-- AIM --
Please copy every line of the material below that contains the word "covered". Matching is case-sensitive.

### INPUT RECORDS ###

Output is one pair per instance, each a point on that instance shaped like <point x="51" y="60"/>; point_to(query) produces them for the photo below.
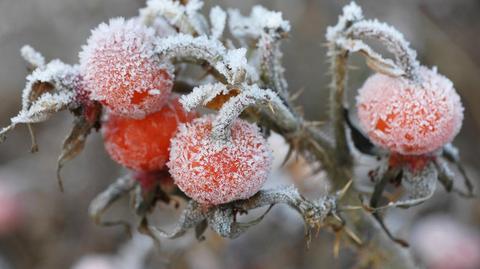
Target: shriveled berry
<point x="407" y="117"/>
<point x="121" y="70"/>
<point x="143" y="144"/>
<point x="213" y="174"/>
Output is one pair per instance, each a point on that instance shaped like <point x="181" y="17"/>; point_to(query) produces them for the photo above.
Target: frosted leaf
<point x="212" y="175"/>
<point x="48" y="90"/>
<point x="185" y="17"/>
<point x="122" y="71"/>
<point x="75" y="141"/>
<point x="203" y="94"/>
<point x="231" y="64"/>
<point x="404" y="117"/>
<point x="33" y="57"/>
<point x="249" y="95"/>
<point x="218" y="19"/>
<point x="222" y="219"/>
<point x="351" y="12"/>
<point x="260" y="20"/>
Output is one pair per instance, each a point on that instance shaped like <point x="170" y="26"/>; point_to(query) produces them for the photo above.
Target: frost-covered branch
<point x="49" y="89"/>
<point x="231" y="65"/>
<point x="394" y="41"/>
<point x="265" y="29"/>
<point x="222" y="219"/>
<point x="251" y="95"/>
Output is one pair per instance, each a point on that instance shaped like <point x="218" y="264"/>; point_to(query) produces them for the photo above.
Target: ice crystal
<point x="392" y="39"/>
<point x="49" y="89"/>
<point x="260" y="20"/>
<point x="231" y="64"/>
<point x="121" y="70"/>
<point x="33" y="57"/>
<point x="351" y="12"/>
<point x="213" y="175"/>
<point x="218" y="18"/>
<point x="203" y="94"/>
<point x="409" y="118"/>
<point x="250" y="95"/>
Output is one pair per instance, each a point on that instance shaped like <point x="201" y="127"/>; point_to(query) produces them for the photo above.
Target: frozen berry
<point x="143" y="144"/>
<point x="410" y="118"/>
<point x="122" y="71"/>
<point x="214" y="174"/>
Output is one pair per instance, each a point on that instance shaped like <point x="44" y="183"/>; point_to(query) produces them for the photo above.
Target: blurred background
<point x="40" y="227"/>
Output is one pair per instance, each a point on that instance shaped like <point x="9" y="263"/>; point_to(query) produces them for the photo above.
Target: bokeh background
<point x="44" y="228"/>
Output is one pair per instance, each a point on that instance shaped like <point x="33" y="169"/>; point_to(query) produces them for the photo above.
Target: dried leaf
<point x="75" y="141"/>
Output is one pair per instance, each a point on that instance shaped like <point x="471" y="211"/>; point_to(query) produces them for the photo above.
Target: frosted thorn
<point x="341" y="193"/>
<point x="5" y="130"/>
<point x="34" y="147"/>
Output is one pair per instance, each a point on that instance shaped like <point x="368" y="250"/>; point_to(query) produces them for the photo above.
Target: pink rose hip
<point x="213" y="174"/>
<point x="121" y="70"/>
<point x="409" y="118"/>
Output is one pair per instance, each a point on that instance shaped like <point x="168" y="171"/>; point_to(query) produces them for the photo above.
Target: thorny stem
<point x="393" y="40"/>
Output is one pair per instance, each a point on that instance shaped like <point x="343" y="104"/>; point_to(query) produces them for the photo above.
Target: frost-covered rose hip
<point x="213" y="174"/>
<point x="121" y="70"/>
<point x="409" y="118"/>
<point x="143" y="144"/>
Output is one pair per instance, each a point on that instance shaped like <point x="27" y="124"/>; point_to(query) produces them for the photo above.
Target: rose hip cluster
<point x="121" y="71"/>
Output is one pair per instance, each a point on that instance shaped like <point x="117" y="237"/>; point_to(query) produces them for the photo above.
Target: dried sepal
<point x="121" y="187"/>
<point x="75" y="141"/>
<point x="48" y="90"/>
<point x="202" y="95"/>
<point x="222" y="218"/>
<point x="374" y="60"/>
<point x="230" y="66"/>
<point x="218" y="19"/>
<point x="419" y="185"/>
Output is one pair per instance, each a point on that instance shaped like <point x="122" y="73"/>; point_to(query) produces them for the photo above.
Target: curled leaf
<point x="75" y="141"/>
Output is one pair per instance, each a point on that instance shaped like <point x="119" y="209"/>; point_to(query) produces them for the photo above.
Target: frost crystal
<point x="121" y="69"/>
<point x="49" y="89"/>
<point x="250" y="95"/>
<point x="351" y="12"/>
<point x="232" y="64"/>
<point x="185" y="17"/>
<point x="32" y="56"/>
<point x="218" y="18"/>
<point x="213" y="175"/>
<point x="201" y="95"/>
<point x="409" y="118"/>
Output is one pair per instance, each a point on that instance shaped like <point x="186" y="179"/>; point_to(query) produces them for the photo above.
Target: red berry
<point x="213" y="174"/>
<point x="122" y="71"/>
<point x="143" y="144"/>
<point x="409" y="118"/>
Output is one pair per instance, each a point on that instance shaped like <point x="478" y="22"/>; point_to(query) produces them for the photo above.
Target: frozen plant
<point x="217" y="164"/>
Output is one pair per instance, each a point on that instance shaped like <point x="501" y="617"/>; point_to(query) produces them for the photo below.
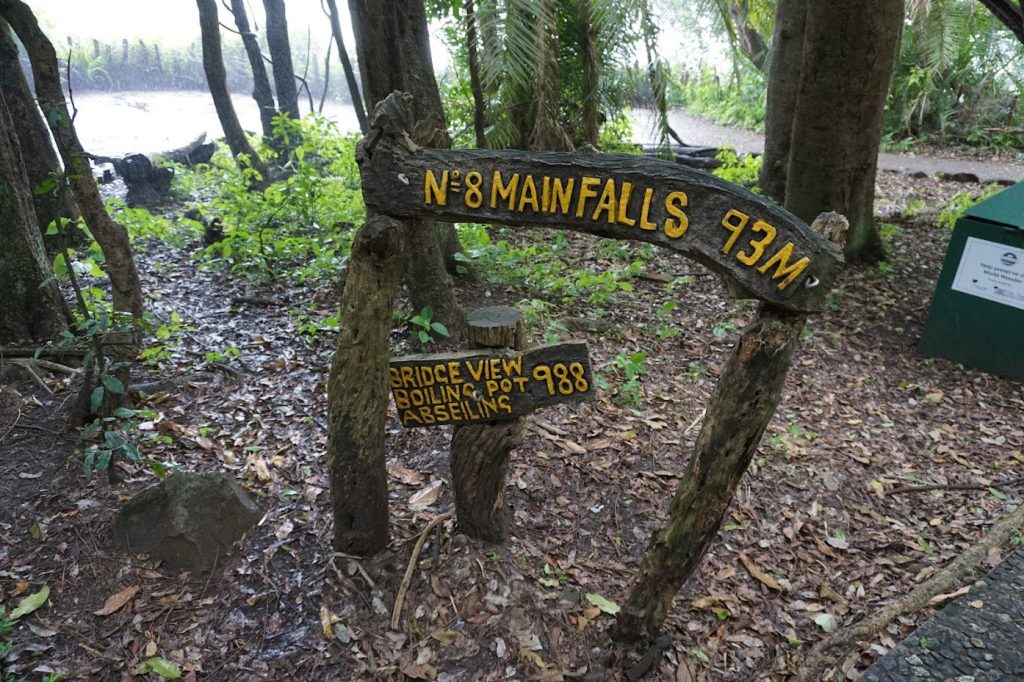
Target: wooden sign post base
<point x="480" y="452"/>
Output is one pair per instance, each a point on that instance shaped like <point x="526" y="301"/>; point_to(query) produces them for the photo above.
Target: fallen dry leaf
<point x="426" y="497"/>
<point x="117" y="600"/>
<point x="759" y="574"/>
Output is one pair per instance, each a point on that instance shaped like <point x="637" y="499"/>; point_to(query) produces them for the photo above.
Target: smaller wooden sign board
<point x="473" y="387"/>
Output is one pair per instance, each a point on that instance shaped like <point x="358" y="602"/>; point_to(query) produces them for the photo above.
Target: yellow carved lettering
<point x="432" y="192"/>
<point x="606" y="203"/>
<point x="587" y="190"/>
<point x="624" y="203"/>
<point x="528" y="195"/>
<point x="734" y="221"/>
<point x="677" y="224"/>
<point x="783" y="268"/>
<point x="561" y="196"/>
<point x="758" y="246"/>
<point x="645" y="223"/>
<point x="506" y="192"/>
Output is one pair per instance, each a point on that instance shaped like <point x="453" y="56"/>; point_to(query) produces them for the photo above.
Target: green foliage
<point x="954" y="207"/>
<point x="544" y="266"/>
<point x="143" y="225"/>
<point x="737" y="101"/>
<point x="739" y="170"/>
<point x="616" y="135"/>
<point x="426" y="327"/>
<point x="627" y="372"/>
<point x="957" y="78"/>
<point x="299" y="227"/>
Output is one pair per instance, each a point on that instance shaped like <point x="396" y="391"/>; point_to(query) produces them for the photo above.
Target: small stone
<point x="188" y="520"/>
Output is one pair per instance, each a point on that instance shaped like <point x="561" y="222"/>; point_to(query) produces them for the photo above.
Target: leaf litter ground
<point x="828" y="523"/>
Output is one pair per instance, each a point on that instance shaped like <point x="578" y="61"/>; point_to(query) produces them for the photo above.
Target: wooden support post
<point x="357" y="392"/>
<point x="480" y="452"/>
<point x="737" y="414"/>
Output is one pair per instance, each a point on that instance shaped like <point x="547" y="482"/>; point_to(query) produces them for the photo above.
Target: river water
<point x="118" y="123"/>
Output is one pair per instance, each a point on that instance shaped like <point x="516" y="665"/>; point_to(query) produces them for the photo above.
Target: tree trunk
<point x="113" y="239"/>
<point x="739" y="409"/>
<point x="393" y="47"/>
<point x="591" y="70"/>
<point x="357" y="392"/>
<point x="752" y="44"/>
<point x="846" y="60"/>
<point x="479" y="108"/>
<point x="31" y="308"/>
<point x="849" y="53"/>
<point x="480" y="452"/>
<point x="51" y="196"/>
<point x="346" y="65"/>
<point x="281" y="53"/>
<point x="783" y="84"/>
<point x="261" y="82"/>
<point x="213" y="65"/>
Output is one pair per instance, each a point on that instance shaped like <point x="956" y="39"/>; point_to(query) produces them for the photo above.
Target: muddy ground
<point x="829" y="509"/>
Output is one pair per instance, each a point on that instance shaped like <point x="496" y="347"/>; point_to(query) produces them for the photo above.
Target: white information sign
<point x="990" y="270"/>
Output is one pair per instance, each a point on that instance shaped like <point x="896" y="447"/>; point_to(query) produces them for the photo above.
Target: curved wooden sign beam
<point x="760" y="249"/>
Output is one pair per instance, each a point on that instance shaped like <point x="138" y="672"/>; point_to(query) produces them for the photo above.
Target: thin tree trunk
<point x="281" y="53"/>
<point x="346" y="65"/>
<point x="393" y="47"/>
<point x="51" y="196"/>
<point x="591" y="70"/>
<point x="837" y="127"/>
<point x="479" y="109"/>
<point x="113" y="239"/>
<point x="261" y="81"/>
<point x="357" y="391"/>
<point x="31" y="308"/>
<point x="783" y="88"/>
<point x="213" y="65"/>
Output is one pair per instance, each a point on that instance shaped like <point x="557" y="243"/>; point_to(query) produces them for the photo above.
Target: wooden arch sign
<point x="761" y="250"/>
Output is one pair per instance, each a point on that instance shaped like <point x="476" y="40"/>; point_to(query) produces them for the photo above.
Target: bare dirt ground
<point x="830" y="509"/>
<point x="931" y="162"/>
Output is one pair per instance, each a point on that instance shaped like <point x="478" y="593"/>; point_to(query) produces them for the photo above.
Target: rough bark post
<point x="346" y="65"/>
<point x="737" y="414"/>
<point x="261" y="82"/>
<point x="480" y="452"/>
<point x="113" y="239"/>
<point x="281" y="53"/>
<point x="51" y="196"/>
<point x="357" y="392"/>
<point x="31" y="307"/>
<point x="213" y="65"/>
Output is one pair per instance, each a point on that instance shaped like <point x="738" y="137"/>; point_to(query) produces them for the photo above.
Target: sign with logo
<point x="990" y="270"/>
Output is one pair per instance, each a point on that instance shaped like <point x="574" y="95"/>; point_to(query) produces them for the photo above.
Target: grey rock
<point x="187" y="520"/>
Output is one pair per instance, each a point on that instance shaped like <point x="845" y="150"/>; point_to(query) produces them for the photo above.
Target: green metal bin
<point x="977" y="313"/>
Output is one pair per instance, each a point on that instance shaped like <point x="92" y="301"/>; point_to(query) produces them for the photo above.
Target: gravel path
<point x="695" y="130"/>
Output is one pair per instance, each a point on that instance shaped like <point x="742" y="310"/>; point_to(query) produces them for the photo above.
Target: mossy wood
<point x="760" y="249"/>
<point x="480" y="452"/>
<point x="471" y="386"/>
<point x="743" y="401"/>
<point x="357" y="389"/>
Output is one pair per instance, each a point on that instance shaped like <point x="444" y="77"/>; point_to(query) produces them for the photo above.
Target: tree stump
<point x="357" y="393"/>
<point x="480" y="452"/>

###

-- WRITTEN SOLUTION --
Target: frost-covered branch
Target: frost-covered rose hip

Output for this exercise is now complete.